• Enunciado de la tarea
Reproduce literalmente el fragmento del texto sobre el Acuerdo de Paz en Colombia que va desde "La reforma rural" hasta "del sistema político.", incluidas estas últimas palabras.

• Texto seleccionado

>>>>>

La reforma rural integral definida en los acuerdos crea un fondo de tres millones de hectáreas para ser otorgadas a campesinos, indígenas y afrodescendientes víctimas de la pobreza. Para hacer posible su uso, el acuerdo dispone la creación de programas de desarrollo con enfoque territorial, con la participación obligatoria de las organizaciones rurales. Por otra parte, el acuerdo para la apertura democrática consagró un “estatuto de la oposición” donde se contemplan garantías y derechos para el ejercicio de la política, tanto de movimientos sociales como de organizaciones de base y partidos políticos. Y dos subtemas aún inconclusos que crean las Circunscripciones Transitorias Especiales de Paz – que integran a 16 representantes del movimiento popular en el Congreso de la República – y una reforma profunda del sistema político.
El tamaño de las reformas propuestas en el acuerdo y los alcances políticos de éstas encontraron una férrea oposición de los sectores políticos y económicos beneficiados por la desigualdad, el modelo rentista y la financiarización de la tierra. De acuerdo con los informes de la ONU y del Instituto Kroc de la Universidad de Notre Dame, los avances en el proceso de implementación del Acuerdo de Paz son lentos y con efectos negativos para la ciudadanía y en especial para las y los excombatientes. Se puede afirmar que su implementación completa y eficiente podría abrir posibilidades para fortalecer una alternativa política y económica en Colombia, pues dotaría de garantías a las fuerzas populares y constituiría un polo de disputa política y del modelo económico. Ante tal panorama, las fuerzas de ultraderecha y militaristas incluyendo al gobierno nacional obstaculizan su implementación y se niegan a construir una paz completa.

<<<<<

• Registros de datos almacenados
>>>>>

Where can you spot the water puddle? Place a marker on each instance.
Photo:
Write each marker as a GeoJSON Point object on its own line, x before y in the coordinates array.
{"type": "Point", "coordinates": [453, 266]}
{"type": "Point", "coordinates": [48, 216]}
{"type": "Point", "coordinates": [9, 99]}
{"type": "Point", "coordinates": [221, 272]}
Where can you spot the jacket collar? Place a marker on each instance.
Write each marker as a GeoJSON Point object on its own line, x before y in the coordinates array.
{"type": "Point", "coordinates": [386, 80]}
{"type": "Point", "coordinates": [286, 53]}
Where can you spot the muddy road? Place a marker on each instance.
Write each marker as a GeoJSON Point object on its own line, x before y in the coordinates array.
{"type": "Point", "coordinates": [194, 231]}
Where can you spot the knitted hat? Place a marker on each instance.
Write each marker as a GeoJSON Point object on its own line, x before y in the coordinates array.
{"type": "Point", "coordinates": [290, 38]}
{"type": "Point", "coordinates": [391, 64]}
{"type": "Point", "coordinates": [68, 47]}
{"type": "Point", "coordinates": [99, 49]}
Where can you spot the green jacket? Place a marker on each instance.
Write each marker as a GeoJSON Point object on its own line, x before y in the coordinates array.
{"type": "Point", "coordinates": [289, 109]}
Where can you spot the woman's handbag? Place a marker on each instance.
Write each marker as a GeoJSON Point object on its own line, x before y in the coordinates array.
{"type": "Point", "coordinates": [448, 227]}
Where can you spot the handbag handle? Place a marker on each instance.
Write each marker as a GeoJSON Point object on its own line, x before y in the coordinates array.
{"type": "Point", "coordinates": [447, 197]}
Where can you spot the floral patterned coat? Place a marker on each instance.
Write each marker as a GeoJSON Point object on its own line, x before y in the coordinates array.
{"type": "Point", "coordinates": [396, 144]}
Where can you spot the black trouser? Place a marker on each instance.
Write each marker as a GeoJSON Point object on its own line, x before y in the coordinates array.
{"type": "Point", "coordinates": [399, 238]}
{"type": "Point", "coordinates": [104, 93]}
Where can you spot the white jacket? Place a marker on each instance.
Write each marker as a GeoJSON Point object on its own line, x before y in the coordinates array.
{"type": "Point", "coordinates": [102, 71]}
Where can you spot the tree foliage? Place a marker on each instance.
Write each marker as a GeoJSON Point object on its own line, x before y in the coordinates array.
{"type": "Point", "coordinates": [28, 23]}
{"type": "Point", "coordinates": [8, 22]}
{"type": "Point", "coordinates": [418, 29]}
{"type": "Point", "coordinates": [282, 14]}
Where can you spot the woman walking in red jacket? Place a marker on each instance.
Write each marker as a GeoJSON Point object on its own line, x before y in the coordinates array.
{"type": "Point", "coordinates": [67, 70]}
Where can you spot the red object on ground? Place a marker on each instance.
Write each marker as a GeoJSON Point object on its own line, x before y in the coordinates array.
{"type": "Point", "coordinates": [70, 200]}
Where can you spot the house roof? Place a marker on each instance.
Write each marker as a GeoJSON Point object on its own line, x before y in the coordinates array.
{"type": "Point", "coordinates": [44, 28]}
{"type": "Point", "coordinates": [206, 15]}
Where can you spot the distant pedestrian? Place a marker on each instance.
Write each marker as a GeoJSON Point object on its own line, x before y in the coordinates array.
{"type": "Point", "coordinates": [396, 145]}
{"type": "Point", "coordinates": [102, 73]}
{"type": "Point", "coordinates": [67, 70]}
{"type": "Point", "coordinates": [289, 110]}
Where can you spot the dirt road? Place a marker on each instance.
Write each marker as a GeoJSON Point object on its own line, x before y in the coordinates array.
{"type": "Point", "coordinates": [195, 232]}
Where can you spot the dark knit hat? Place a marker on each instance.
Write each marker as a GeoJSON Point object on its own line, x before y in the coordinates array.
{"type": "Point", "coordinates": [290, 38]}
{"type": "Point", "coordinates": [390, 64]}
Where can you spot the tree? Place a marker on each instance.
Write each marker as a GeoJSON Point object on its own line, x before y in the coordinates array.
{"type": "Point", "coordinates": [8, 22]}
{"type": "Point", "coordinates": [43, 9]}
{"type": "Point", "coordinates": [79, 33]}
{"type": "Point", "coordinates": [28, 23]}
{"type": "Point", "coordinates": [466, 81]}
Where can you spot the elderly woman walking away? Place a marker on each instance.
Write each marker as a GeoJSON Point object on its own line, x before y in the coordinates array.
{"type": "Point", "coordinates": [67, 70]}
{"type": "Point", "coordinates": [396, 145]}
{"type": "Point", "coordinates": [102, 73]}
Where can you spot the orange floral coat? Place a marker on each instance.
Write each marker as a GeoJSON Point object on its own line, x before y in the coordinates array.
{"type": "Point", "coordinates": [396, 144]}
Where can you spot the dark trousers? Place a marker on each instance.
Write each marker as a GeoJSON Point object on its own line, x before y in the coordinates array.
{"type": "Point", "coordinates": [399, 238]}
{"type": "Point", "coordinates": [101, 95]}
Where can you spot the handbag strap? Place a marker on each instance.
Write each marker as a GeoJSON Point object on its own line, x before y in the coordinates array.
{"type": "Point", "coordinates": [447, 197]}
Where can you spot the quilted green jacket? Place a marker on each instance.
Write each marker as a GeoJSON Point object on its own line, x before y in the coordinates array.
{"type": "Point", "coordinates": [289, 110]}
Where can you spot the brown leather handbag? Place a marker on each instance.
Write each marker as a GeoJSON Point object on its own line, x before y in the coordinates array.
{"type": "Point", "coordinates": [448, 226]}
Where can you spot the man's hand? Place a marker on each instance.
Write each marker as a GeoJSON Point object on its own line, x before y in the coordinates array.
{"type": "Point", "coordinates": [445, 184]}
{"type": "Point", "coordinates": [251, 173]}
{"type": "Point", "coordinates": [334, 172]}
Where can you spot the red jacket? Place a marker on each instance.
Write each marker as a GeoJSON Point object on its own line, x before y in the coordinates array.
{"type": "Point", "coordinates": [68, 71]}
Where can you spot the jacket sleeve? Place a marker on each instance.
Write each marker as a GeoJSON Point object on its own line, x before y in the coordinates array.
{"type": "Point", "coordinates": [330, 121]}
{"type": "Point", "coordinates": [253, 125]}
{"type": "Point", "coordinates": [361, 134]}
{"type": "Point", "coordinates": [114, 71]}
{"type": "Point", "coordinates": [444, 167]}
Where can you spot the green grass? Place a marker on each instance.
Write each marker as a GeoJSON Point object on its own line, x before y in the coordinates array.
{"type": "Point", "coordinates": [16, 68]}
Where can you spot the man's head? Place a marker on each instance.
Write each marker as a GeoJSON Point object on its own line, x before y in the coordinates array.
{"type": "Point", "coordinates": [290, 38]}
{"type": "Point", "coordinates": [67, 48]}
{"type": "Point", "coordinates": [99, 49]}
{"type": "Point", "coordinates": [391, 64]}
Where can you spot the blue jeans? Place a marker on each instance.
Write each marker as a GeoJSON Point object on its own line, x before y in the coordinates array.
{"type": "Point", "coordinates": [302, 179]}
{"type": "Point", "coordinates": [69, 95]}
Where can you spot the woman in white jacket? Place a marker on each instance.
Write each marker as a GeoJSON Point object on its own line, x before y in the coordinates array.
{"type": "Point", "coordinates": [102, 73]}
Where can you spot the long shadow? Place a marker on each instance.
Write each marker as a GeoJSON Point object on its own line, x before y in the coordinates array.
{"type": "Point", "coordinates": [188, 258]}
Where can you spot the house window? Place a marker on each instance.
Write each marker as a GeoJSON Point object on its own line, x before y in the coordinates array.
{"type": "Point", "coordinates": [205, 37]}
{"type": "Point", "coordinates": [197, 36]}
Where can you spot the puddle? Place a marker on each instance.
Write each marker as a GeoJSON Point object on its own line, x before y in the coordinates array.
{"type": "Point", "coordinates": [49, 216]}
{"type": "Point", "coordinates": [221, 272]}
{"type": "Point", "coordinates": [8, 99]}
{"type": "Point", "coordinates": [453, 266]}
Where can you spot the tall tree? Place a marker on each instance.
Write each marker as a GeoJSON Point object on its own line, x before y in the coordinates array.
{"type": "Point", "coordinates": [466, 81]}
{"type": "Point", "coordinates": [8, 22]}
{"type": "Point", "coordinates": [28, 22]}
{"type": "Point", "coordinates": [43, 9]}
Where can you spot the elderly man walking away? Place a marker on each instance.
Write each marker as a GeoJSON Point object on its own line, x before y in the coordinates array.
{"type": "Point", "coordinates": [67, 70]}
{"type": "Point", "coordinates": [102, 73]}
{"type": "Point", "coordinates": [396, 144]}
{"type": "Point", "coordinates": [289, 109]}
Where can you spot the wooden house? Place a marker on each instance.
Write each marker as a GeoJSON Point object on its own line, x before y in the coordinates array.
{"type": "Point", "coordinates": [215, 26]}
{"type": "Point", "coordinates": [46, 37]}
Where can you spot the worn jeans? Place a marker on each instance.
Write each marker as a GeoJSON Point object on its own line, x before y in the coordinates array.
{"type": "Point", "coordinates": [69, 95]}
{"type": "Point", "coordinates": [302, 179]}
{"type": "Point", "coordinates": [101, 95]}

<<<<<

• Respuesta escrita
La reforma rural integral definida en los acuerdos crea un fondo de tres millones de hectáreas para ser otorgadas a campesinos, indígenas y afrodescendientes víctimas de la pobreza. Para hacer posible su uso, el acuerdo dispone la creación de programas de desarrollo con enfoque territorial, con la participación obligatoria de las organizaciones rurales. Por otra parte, el acuerdo para la apertura democrática consagró un “estatuto de la oposición” donde se contemplan garantías y derechos para el ejercicio de la política, tanto de movimientos sociales como de organizaciones de base y partidos políticos. Y dos subtemas aún inconclusos que crean las Circunscripciones Transitorias Especiales de Paz – que integran a 16 representantes del movimiento popular en el Congreso de la República – y una reforma profunda del sistema político.